ESTRATTO —
::::::
Cinema
Seven Seconds, la serie di Netflix che ha raccontato lo scontro razziale di oggi
Seven Seconds è una serie tv di una sola stagione che potete trovare su Netflix. Perché merita di essere rivista, soprattutto oggi? Bene, prima di tutto perché con qualche anno di anticipo ha reso benissimo l’idea di quello che è successo quest’anno dopo l’omicidio di George Floyd. Si parla di polizia, dell’uccisione di un cittadino di colore e di tanta gente arrabbiata che prende di mira i commissariati di polizia.
Siamo a Jersey City, parte delle strade meno trafficate sono in mano agli spacciatori riuniti nella gang dei Five Kings, è inverno, fa freddo, nevica in una giornata particolarmente uggiosa e la strada che taglia il parco è deserta. Peter Jablonski sta andando in ospedale dove hanno ricoverato la moglie per via di alcuni problemi con il parto. Un botto e poi il suv che stava guidando perde il controllo sul manto stradale ghiacciato. Peter scende e capisce di aver colpito qualcuno quando vede sotto al proprio mezzo una bicicletta. Di lì a poco arriveranno i suoi colleghi della narcotici e lo aiuteranno a sbarazzarsi della bicicletta; lui, poco convinto e ancora sotto shock, riparte verso l’ospedale, dove sconvolto assiste la moglie durante un’ecografia.
Mentre passano le ore si perdono le tracce di Brenton Butler, solo 4 persone, 4 poliziotti, sanno che il giovane di colore è stato vittima dell’incidente con Jablonski. Nessuno si è degnato di aiutarlo dopo che l’urto lo aveva sbalzato al di fuori di una collinetta di neve. Ha resistito 12 ore prima che un uomo, a passeggio con il cane, lo trovasse. Brenton si trova a lottare tra la vita e la morte, mentre tutti i coinvolti nell’incidente e nell’insabbiamento delle prove tentano di riprendere le proprie attività quotidiane.
::::::
CONSEGNA A — Per favore, disponi le righe salvate in una tabella Markdown con le colonne n (numero progressivo) e Riga (il testo della riga). Comincia dalla riga che contiene "Annotation spec — this batch focuses on the class salvage", arriva fino all'ultima delle righe salvate e salta quelle vuote.
::::::
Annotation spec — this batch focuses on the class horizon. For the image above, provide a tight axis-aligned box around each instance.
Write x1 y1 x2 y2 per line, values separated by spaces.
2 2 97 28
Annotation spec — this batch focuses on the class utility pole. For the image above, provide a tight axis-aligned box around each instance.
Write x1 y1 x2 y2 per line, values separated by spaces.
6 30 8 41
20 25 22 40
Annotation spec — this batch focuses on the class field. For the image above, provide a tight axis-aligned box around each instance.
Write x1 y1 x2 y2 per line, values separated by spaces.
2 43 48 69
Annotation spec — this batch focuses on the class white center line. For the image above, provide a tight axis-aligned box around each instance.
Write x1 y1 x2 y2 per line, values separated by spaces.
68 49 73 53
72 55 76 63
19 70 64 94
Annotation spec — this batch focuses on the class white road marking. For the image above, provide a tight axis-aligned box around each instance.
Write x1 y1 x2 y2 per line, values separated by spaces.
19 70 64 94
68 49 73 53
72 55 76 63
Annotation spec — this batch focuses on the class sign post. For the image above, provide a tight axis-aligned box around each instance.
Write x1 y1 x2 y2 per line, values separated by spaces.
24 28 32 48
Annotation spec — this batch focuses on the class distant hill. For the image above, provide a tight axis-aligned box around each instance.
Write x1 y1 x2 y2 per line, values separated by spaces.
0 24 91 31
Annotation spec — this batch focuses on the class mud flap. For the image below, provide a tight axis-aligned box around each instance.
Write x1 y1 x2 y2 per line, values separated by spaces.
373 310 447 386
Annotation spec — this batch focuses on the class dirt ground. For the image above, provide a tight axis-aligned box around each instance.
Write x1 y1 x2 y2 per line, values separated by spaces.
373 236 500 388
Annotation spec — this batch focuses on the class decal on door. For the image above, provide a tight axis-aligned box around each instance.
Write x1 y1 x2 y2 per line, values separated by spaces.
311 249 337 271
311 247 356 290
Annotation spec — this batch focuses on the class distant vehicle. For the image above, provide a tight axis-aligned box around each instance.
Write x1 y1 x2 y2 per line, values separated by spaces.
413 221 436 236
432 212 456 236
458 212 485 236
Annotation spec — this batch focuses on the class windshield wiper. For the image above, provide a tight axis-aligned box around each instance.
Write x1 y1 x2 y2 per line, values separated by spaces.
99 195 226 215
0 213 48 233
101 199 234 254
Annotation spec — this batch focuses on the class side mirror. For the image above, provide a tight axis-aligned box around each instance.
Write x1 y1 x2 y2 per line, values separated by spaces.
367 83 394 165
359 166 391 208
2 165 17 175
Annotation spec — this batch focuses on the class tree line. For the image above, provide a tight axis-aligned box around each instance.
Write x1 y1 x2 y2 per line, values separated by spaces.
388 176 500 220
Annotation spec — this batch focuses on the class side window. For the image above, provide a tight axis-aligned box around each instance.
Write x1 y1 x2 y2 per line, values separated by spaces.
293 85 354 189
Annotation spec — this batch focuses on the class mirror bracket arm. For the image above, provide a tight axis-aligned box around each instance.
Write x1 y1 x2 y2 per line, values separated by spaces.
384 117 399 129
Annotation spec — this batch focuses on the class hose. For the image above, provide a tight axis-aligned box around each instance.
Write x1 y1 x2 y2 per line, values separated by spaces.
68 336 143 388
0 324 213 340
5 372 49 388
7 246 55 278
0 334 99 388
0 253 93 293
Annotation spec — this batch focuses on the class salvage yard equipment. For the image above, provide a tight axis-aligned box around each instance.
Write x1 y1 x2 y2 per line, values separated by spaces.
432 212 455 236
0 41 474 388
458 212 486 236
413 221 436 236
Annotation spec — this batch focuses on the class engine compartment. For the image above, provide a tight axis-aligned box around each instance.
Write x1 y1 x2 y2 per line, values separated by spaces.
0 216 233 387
::::::
CONSEGNA B — Riscrivi in forma più breve il paragrafo dell'estratto che inizia con "Mentre passano le ore", conservandone i fatti principali.

SOLUZIONE ESERCIZIO A —
| n | Riga |
|---|---|
| 1 | Annotation spec — this batch focuses on the class salvage yard equipment. For the image above, provide a tight axis-aligned box around each instance. |
| 2 | Write x1 y1 x2 y2 per line, values separated by spaces. |
| 3 | 432 212 455 236 |
| 4 | 0 41 474 388 |
| 5 | 458 212 486 236 |
| 6 | 413 221 436 236 |
| 7 | Annotation spec — this batch focuses on the class engine compartment. For the image above, provide a tight axis-aligned box around each instance. |
| 8 | Write x1 y1 x2 y2 per line, values separated by spaces. |
| 9 | 0 216 233 387 |

SOLUZIONE ESERCIZIO B — Con il passare delle ore si perdono le tracce di Brenton Butler. Solo quattro poliziotti sanno che il giovane di colore è la vittima dell'incidente con Jablonski. L'urto lo ha sbalzato fuori da una collinetta di neve e nessuno lo ha aiutato. Resiste 12 ore, finché un uomo a passeggio con il cane lo trova. Ora Brenton lotta tra la vita e la morte, mentre chi è coinvolto nell'incidente e nell'insabbiamento delle prove cerca di tornare alla vita di tutti i giorni.